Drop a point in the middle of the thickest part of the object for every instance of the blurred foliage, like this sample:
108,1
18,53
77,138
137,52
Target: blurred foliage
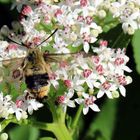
5,1
102,126
24,133
136,49
118,119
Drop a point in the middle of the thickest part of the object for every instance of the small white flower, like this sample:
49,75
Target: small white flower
33,105
65,101
5,105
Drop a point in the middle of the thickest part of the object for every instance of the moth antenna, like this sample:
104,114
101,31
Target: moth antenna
21,44
48,37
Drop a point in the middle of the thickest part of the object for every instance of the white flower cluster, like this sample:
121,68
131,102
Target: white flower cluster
11,50
75,23
23,104
102,73
128,12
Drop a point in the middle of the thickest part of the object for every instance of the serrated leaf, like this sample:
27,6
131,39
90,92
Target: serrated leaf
102,127
24,133
136,49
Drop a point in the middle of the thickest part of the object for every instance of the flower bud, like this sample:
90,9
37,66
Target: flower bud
4,136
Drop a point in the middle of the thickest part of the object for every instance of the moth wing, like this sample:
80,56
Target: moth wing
64,57
11,70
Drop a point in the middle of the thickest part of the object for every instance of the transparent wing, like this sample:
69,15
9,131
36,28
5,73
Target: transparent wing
11,69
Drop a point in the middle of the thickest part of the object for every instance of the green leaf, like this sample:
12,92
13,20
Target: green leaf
24,133
47,138
102,127
5,1
136,49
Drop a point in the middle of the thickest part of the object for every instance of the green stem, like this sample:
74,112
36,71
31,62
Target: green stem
76,119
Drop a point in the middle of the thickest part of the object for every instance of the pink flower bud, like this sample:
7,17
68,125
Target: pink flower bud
26,10
67,83
87,72
19,103
60,99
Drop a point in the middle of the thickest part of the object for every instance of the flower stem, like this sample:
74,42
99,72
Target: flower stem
76,119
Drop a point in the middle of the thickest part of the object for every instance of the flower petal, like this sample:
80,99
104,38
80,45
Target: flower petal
85,110
122,90
94,107
100,94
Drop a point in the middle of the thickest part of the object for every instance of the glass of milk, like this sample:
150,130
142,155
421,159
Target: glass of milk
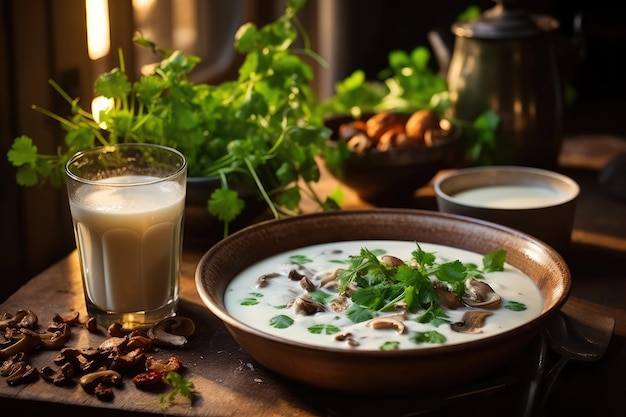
127,203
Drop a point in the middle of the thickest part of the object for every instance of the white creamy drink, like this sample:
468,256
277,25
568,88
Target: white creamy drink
128,240
510,196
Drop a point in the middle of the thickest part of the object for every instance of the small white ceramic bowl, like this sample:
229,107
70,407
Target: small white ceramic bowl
535,201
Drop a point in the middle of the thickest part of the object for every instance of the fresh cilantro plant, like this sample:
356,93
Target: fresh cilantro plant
259,132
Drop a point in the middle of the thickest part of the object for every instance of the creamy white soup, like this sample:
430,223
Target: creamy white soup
270,308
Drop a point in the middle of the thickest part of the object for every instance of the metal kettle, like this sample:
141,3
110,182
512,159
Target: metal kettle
505,62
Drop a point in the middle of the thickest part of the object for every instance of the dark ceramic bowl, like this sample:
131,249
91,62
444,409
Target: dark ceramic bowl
550,219
390,178
381,372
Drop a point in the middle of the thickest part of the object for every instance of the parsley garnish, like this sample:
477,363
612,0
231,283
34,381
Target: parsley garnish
180,387
378,287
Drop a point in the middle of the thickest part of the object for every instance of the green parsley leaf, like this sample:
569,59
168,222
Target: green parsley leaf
281,321
323,329
300,259
515,306
431,336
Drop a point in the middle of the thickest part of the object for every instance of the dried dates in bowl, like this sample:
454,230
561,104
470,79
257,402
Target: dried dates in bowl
393,154
384,131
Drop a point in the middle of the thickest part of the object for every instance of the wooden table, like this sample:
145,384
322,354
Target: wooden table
230,383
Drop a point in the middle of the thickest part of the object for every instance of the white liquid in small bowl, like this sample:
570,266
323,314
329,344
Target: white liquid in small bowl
511,196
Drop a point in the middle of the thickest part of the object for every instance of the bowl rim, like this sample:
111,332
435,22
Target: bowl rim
220,311
570,186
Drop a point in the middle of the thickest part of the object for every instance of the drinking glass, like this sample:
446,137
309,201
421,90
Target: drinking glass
127,203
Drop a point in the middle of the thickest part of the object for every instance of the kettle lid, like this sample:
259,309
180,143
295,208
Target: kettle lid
504,21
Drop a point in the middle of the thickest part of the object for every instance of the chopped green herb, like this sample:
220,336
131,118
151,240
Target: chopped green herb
249,301
379,287
281,321
299,259
180,387
323,329
431,336
515,306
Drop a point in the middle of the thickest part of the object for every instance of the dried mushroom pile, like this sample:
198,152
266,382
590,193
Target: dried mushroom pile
389,130
123,354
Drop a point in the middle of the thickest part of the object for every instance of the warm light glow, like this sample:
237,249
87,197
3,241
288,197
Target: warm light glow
185,31
98,33
100,104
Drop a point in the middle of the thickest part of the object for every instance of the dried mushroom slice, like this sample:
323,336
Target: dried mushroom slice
481,295
472,322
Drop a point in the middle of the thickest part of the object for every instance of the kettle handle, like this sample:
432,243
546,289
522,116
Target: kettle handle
441,43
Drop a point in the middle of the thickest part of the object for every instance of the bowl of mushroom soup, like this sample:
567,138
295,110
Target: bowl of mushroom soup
382,300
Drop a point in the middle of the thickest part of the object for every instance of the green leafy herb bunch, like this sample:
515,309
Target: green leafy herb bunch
260,130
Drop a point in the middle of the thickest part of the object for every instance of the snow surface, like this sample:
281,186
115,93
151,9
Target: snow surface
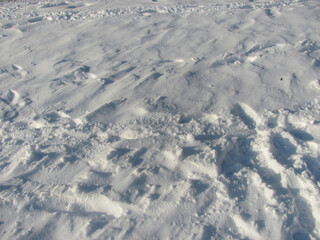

## PROBLEM
Count the lines of the material above that contain the word "surface", then give only that count.

## ANSWER SPACE
2